### [Stated task]
Could you set down all the lines below word for word, leaving the pictures out of your answer?

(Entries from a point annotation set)
* * * * * * *

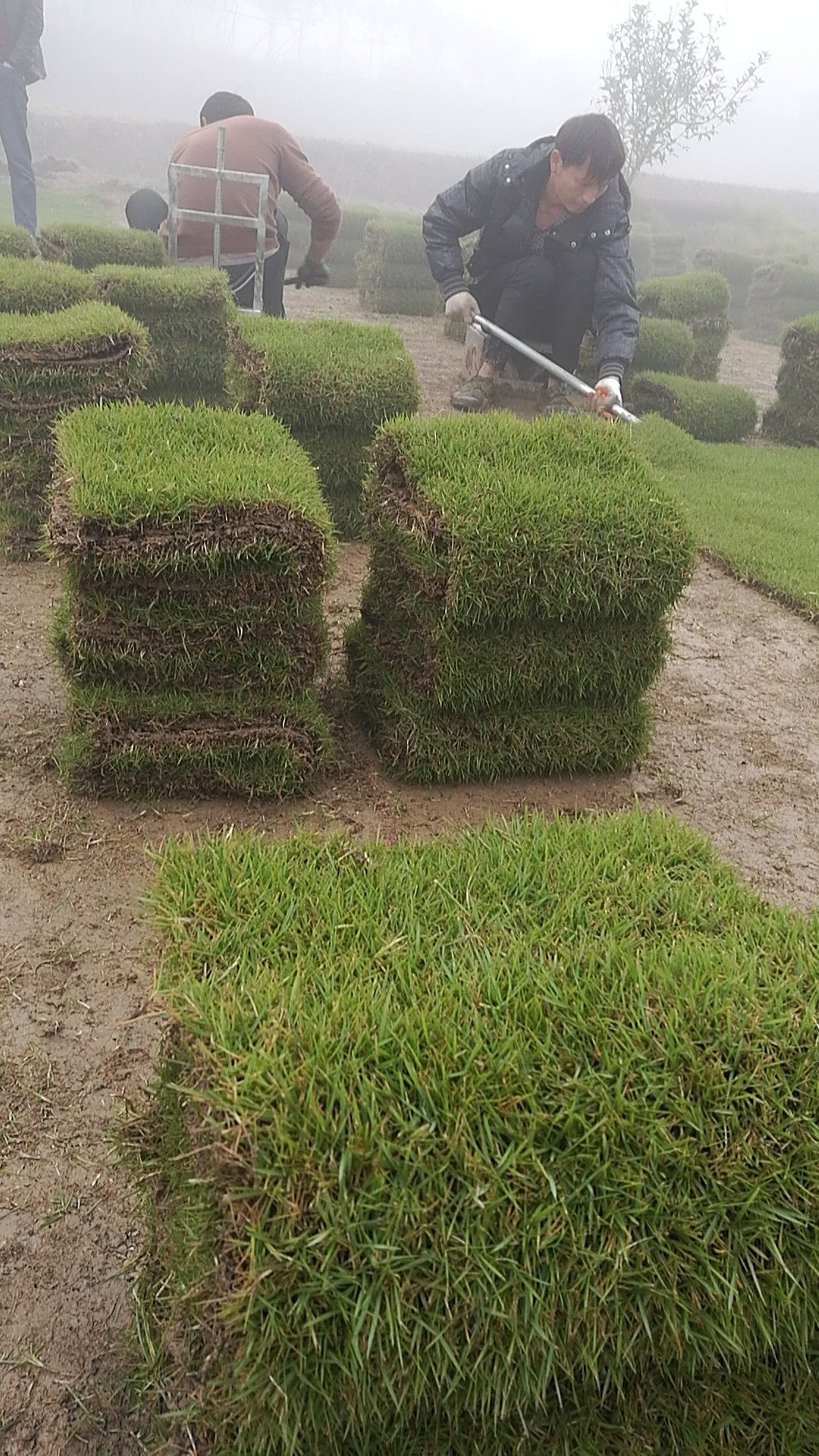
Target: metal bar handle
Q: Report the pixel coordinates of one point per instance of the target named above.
(556, 370)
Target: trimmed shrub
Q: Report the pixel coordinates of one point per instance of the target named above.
(333, 383)
(795, 416)
(15, 242)
(515, 615)
(27, 286)
(707, 411)
(88, 245)
(191, 319)
(496, 1144)
(52, 363)
(196, 545)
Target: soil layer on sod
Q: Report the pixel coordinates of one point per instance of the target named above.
(196, 545)
(484, 1145)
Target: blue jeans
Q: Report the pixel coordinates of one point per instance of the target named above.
(14, 134)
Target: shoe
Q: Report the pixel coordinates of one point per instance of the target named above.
(477, 395)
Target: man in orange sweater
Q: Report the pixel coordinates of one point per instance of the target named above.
(253, 145)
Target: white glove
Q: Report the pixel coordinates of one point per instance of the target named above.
(463, 306)
(607, 394)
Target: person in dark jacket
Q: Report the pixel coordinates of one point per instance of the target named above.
(20, 64)
(551, 258)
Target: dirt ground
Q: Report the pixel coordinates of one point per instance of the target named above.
(736, 753)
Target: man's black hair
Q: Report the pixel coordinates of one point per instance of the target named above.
(223, 105)
(592, 139)
(146, 210)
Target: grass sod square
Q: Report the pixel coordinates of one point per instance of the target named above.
(175, 645)
(500, 522)
(483, 1145)
(196, 492)
(88, 245)
(175, 745)
(704, 410)
(191, 319)
(423, 745)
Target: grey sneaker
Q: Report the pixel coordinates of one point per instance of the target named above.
(477, 395)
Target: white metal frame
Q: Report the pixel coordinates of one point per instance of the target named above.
(218, 218)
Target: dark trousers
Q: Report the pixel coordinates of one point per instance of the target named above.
(242, 277)
(545, 299)
(15, 137)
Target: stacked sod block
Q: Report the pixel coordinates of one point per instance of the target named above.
(698, 299)
(780, 294)
(27, 286)
(196, 546)
(52, 363)
(15, 242)
(333, 383)
(738, 270)
(89, 245)
(496, 1145)
(714, 413)
(793, 419)
(518, 599)
(191, 321)
(394, 274)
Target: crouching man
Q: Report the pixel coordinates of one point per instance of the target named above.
(551, 258)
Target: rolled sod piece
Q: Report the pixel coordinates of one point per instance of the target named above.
(280, 648)
(500, 522)
(86, 246)
(509, 1101)
(714, 413)
(187, 494)
(169, 745)
(190, 316)
(480, 672)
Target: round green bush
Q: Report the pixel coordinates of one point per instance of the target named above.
(704, 410)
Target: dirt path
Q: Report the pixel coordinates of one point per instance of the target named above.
(736, 753)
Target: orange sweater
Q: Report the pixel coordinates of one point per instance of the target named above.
(251, 145)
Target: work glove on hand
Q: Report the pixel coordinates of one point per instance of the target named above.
(312, 275)
(463, 308)
(608, 392)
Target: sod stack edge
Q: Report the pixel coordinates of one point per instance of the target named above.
(518, 601)
(191, 319)
(793, 419)
(196, 546)
(698, 299)
(333, 383)
(52, 363)
(496, 1145)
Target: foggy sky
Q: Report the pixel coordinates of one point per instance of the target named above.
(465, 76)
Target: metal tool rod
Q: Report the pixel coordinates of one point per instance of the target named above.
(556, 370)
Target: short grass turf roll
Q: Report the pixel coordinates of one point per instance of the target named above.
(88, 245)
(502, 1144)
(714, 413)
(500, 522)
(191, 319)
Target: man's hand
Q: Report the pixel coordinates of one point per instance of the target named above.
(607, 394)
(463, 308)
(312, 274)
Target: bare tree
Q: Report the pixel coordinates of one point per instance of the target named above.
(665, 86)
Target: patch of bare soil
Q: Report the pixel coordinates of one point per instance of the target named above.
(736, 753)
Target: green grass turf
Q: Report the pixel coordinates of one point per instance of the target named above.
(472, 672)
(755, 510)
(423, 745)
(502, 1142)
(499, 520)
(88, 245)
(327, 375)
(180, 745)
(704, 410)
(172, 645)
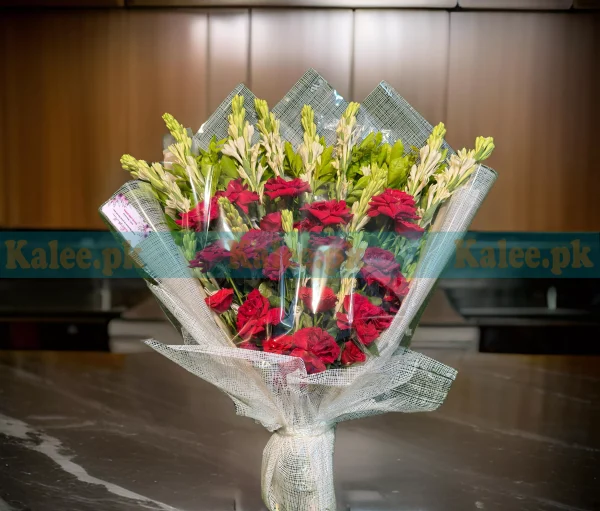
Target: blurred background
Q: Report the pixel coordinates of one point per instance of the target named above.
(85, 81)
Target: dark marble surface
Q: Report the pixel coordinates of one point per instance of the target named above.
(91, 431)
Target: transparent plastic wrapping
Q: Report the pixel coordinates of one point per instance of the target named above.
(296, 262)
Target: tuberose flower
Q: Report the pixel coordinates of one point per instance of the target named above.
(197, 217)
(207, 258)
(271, 222)
(255, 314)
(323, 300)
(331, 212)
(281, 345)
(220, 301)
(253, 249)
(326, 254)
(400, 207)
(352, 354)
(239, 194)
(279, 187)
(277, 263)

* * * * * * *

### [Finished answer]
Target: metal bar handle
Q: Report the pixel coordinates of one point per instance of the target named above.
(556, 370)
Target: trimmed shrub
Q: Report the pixel coordinates of one point per instance of the target named above.
(333, 383)
(795, 416)
(15, 242)
(515, 615)
(27, 286)
(707, 411)
(88, 245)
(191, 319)
(496, 1144)
(52, 363)
(196, 545)
Target: soil layer on sod
Q: Report the pixel coordinates of one point per instance of the target named above.
(196, 545)
(484, 1145)
Target: blue jeans
Q: Report the pixel coordinates of one point per instance of the target named above.
(14, 134)
Target: shoe
Q: Report the pixel coordinates of one point per instance of the target named above.
(477, 395)
Target: man in orange sweater
Q: Report the pixel coordinates of one point per instance of the target named above.
(253, 145)
Target: white glove
Q: Report the pixel coordinates of one point per instance of the target named above.
(463, 306)
(607, 394)
Target: person in dark jacket
Q: Report the pixel coordinates of one point per instance of the target named above.
(20, 64)
(551, 258)
Target: dirt ground
Q: Report the pixel coordinates of one point per instance of the target named above.
(736, 753)
Target: man's black hair
Q: Report the pixel coordinates of one point per instance of the target named above.
(223, 105)
(592, 139)
(146, 210)
Target: grass sod square
Q: Report the pixel coordinates of one point per instance of the target named above.
(175, 645)
(500, 522)
(483, 1145)
(196, 492)
(88, 245)
(175, 745)
(704, 410)
(191, 319)
(423, 745)
Target: grey sneaker
Q: Report the pixel coordinates of one point per instance of the target named above.
(477, 395)
Target: white metal frame
Q: Report the pixel coordinates of one point per instance of the target named above.
(218, 218)
Target: dark trousers
Q: Report the pixel coordinates of one point per instance of the target named above.
(242, 277)
(545, 299)
(15, 137)
Target: stacked sod block
Q: Report the pixel coordinates of one point per instance of the target named above.
(698, 299)
(780, 294)
(27, 286)
(196, 546)
(52, 363)
(15, 242)
(333, 383)
(738, 270)
(89, 245)
(496, 1145)
(714, 413)
(793, 419)
(518, 599)
(191, 321)
(394, 274)
Target: crouching man
Q: Report the pixel coordinates of one point per instance of the target named above.
(551, 258)
Target: rolled sod piece
Q: Report the pixel coordinates of one point per instance of the target named above.
(280, 648)
(500, 522)
(86, 246)
(509, 1101)
(714, 413)
(187, 494)
(169, 745)
(190, 316)
(480, 672)
Target: round green bush
Q: Report the pixel coordinates of one point per instance of the target named above.
(704, 410)
Target: dirt path
Q: Report the pixel coordinates of one point per instance of the target named above.
(736, 753)
Target: orange sweater
Q: Report the pixel coordinates of one point per instance of the target named above.
(251, 145)
Target: work glove on hand
Q: Report the pixel coordinates of one point per instance of the target named above.
(312, 275)
(463, 308)
(608, 392)
Target: sod stack edge
Q: Report the pixel coordinates of one point per instance of the target named above.
(518, 601)
(191, 319)
(793, 419)
(196, 546)
(698, 299)
(333, 383)
(52, 363)
(496, 1145)
Target: foggy sky
Q: Report the pixel coordinates of one point per instance of the target named above.
(465, 76)
Target: metal tool rod
Q: Report the pixel coordinates of one point per instance of the target named above.
(556, 370)
Target: short grass turf roll
Q: Report the pixel coordinates of one point per instance of the target named above.
(88, 245)
(502, 1144)
(714, 413)
(500, 522)
(191, 319)
Target: man's hand
Q: Report the pixel coordinates of one point per instance of the target named above.
(607, 394)
(463, 308)
(312, 274)
Target: bare tree
Q: Report the pixel coordinates of one point per instance of the target named above.
(665, 86)
Target: patch of bare soil
Q: Report the pixel coordinates of one point per instance of the target named above.
(736, 753)
Target: green grass turf
Q: Report the pixel coordinates of one point per instance of the target named above.
(472, 672)
(755, 510)
(423, 745)
(502, 1142)
(499, 520)
(88, 245)
(327, 375)
(180, 745)
(704, 410)
(172, 645)
Target: blurred background
Q: Report the pixel coordinates of one point per instance of the target named above.
(85, 81)
Target: dark marble surface
Q: Report the pixel coordinates of one point per instance of the target named above.
(91, 431)
Target: transparent plastic wrapping
Q: Report the pixel coordinates of one point per instance of the target named above.
(296, 262)
Target: tuberose flower
Q: Report the pixel coordinates of one point per instance of the target named above.
(197, 217)
(207, 258)
(271, 222)
(255, 314)
(323, 300)
(331, 212)
(281, 345)
(220, 301)
(253, 249)
(326, 254)
(400, 207)
(352, 354)
(239, 194)
(279, 187)
(277, 263)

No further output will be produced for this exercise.